*** Data excerpts Section Begins ***

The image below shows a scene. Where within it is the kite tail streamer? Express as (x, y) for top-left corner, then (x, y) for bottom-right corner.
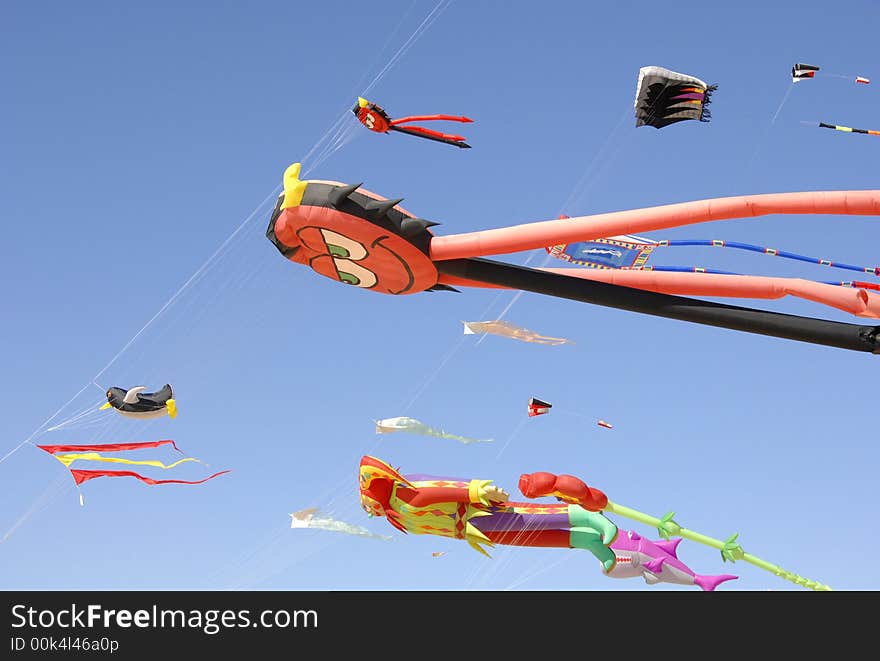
(432, 429), (492, 444)
(37, 440), (184, 455)
(603, 501), (831, 591)
(69, 469), (230, 486)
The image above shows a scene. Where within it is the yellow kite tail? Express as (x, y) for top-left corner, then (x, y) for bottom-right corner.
(51, 452), (202, 470)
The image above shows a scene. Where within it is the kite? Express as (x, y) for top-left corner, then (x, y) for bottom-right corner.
(547, 232), (657, 269)
(462, 319), (573, 345)
(100, 384), (177, 419)
(265, 162), (880, 354)
(633, 66), (716, 129)
(352, 97), (472, 149)
(791, 63), (869, 84)
(431, 551), (447, 558)
(37, 440), (228, 503)
(791, 62), (820, 82)
(819, 121), (880, 137)
(358, 456), (740, 591)
(374, 416), (492, 445)
(597, 420), (613, 429)
(290, 507), (391, 540)
(527, 398), (551, 417)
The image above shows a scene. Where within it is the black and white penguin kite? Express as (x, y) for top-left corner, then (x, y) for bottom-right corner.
(100, 384), (177, 419)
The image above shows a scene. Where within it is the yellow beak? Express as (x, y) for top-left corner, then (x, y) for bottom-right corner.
(99, 402), (112, 410)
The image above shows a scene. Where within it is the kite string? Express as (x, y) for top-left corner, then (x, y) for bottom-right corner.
(503, 552), (575, 590)
(1, 473), (75, 544)
(349, 0), (420, 97)
(0, 187), (278, 468)
(399, 336), (467, 414)
(0, 382), (94, 466)
(476, 107), (634, 335)
(360, 0), (453, 96)
(91, 186), (282, 385)
(493, 417), (526, 460)
(300, 0), (454, 177)
(770, 83), (794, 125)
(744, 83), (795, 186)
(301, 111), (355, 174)
(43, 397), (107, 433)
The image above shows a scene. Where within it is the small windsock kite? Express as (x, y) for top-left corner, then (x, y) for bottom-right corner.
(528, 398), (552, 417)
(792, 63), (820, 82)
(353, 97), (473, 149)
(597, 420), (613, 429)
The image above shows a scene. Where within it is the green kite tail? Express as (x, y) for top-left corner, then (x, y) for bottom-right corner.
(603, 501), (832, 591)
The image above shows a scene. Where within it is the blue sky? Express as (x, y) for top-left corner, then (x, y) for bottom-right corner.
(3, 0), (879, 591)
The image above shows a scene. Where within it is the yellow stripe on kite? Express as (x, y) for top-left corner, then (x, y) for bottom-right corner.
(51, 452), (202, 470)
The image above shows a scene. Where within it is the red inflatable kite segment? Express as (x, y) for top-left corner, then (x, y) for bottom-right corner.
(266, 163), (880, 354)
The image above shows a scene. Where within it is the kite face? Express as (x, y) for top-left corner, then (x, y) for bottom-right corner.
(266, 166), (439, 295)
(266, 163), (880, 354)
(358, 455), (409, 517)
(353, 98), (392, 133)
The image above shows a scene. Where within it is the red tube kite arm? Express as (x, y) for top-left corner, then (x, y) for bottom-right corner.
(518, 472), (608, 511)
(438, 269), (880, 318)
(542, 269), (880, 318)
(70, 469), (230, 486)
(389, 125), (467, 143)
(390, 114), (474, 125)
(429, 190), (880, 261)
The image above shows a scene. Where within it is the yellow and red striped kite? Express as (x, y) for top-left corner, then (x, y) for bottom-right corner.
(37, 440), (229, 487)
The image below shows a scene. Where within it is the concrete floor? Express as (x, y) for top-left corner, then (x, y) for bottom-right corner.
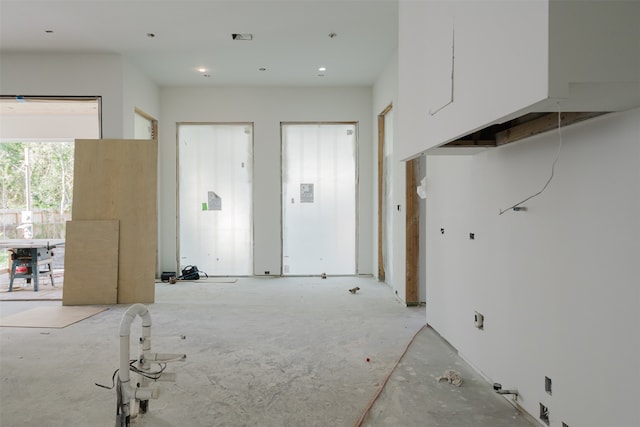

*** Data excerpts Section Ends ***

Could every record be given again exactly, with its pictures left out?

Written answer -
The image below shows a scene. Where within it is the kite tail streamer? Express as (x, y) for top-left corner, then (x, y) for bottom-right corner.
(432, 429), (492, 444)
(37, 440), (184, 455)
(603, 501), (831, 591)
(69, 469), (230, 486)
The image above shows a scene. Where within it is the yellow kite tail? Express as (x, y) for top-left corner, then (x, y) for bottom-right corner.
(51, 452), (202, 470)
The image above shows a scene. Where within it is the kite? Express as (x, y) for top-left corner, then (x, y) for bottom-right corner.
(547, 232), (657, 269)
(462, 319), (573, 345)
(100, 384), (177, 419)
(265, 162), (880, 354)
(633, 66), (716, 129)
(352, 97), (472, 149)
(791, 63), (869, 84)
(431, 551), (447, 558)
(37, 440), (228, 503)
(791, 62), (820, 82)
(819, 121), (880, 137)
(358, 456), (740, 591)
(374, 416), (492, 445)
(597, 420), (613, 429)
(290, 507), (391, 540)
(527, 398), (551, 417)
The image above shows a scene. Where within it is the black and white penguin kite? Express as (x, y) for top-left corner, then (x, y) for bottom-right corner.
(100, 384), (177, 419)
The image above shows a scene. Where within it is the yellow beak? Express as (x, y) for top-left corner, then (x, y) for bottom-right corner.
(99, 402), (112, 410)
The image above shows a scene. Where within it is the kite string? Express as (x, y) for top-left corner, then (x, y) for bottom-right corner.
(503, 552), (575, 590)
(1, 473), (75, 544)
(349, 0), (420, 97)
(0, 187), (278, 468)
(399, 336), (467, 414)
(0, 382), (94, 466)
(476, 107), (634, 335)
(360, 0), (453, 96)
(91, 186), (282, 385)
(493, 417), (526, 460)
(300, 0), (454, 177)
(770, 83), (794, 125)
(744, 83), (795, 186)
(301, 111), (355, 174)
(43, 397), (107, 433)
The image above shows a scene. Where within it is the small windsock kite? Express as (x, y) for top-left corner, then (x, y) for bottom-right corner.
(528, 398), (552, 417)
(792, 63), (820, 82)
(353, 97), (473, 149)
(597, 420), (613, 429)
The image above shows a scene. Where within it is the green kite tail? Express as (x, y) for top-left corner, then (x, y) for bottom-right corner.
(603, 501), (832, 591)
The image above shows a scene. Where within it is the blue sky? Express as (x, y) for top-left corner, then (x, y) for bottom-right corner.
(3, 0), (879, 591)
The image above shows a scene. Where within it is the yellow stripe on kite? Express as (x, y) for top-left corner, then (x, y) for bottom-right corner.
(51, 452), (202, 470)
The image above shows a scene. Where within it is the red inflatable kite segment? Express as (x, y) for top-left corner, then (x, y) for bottom-right corner.
(266, 163), (880, 354)
The image above shows a scene. Where within it is the kite face? Express as (x, y) for top-left corner, then (x, y) for bottom-right corner.
(266, 166), (439, 295)
(266, 163), (880, 354)
(358, 455), (409, 517)
(353, 98), (392, 133)
The image above shows a scene. Where within it is the red tube kite arm? Express as (x, y) for top-left corner, then (x, y) for bottom-right corner.
(518, 472), (608, 511)
(438, 269), (880, 318)
(542, 269), (880, 318)
(70, 469), (230, 486)
(389, 125), (467, 143)
(390, 114), (474, 125)
(429, 190), (880, 261)
The image above shows a scene. Where within it is the yellow and red striped kite? Express as (x, y) for top-left corner, then (x, y) for bottom-right corner.
(37, 440), (229, 487)
The image below shows a scene. Where within it is the concrete floor? Express as (x, y) for top-left corner, then (x, y) for bottom-right corner.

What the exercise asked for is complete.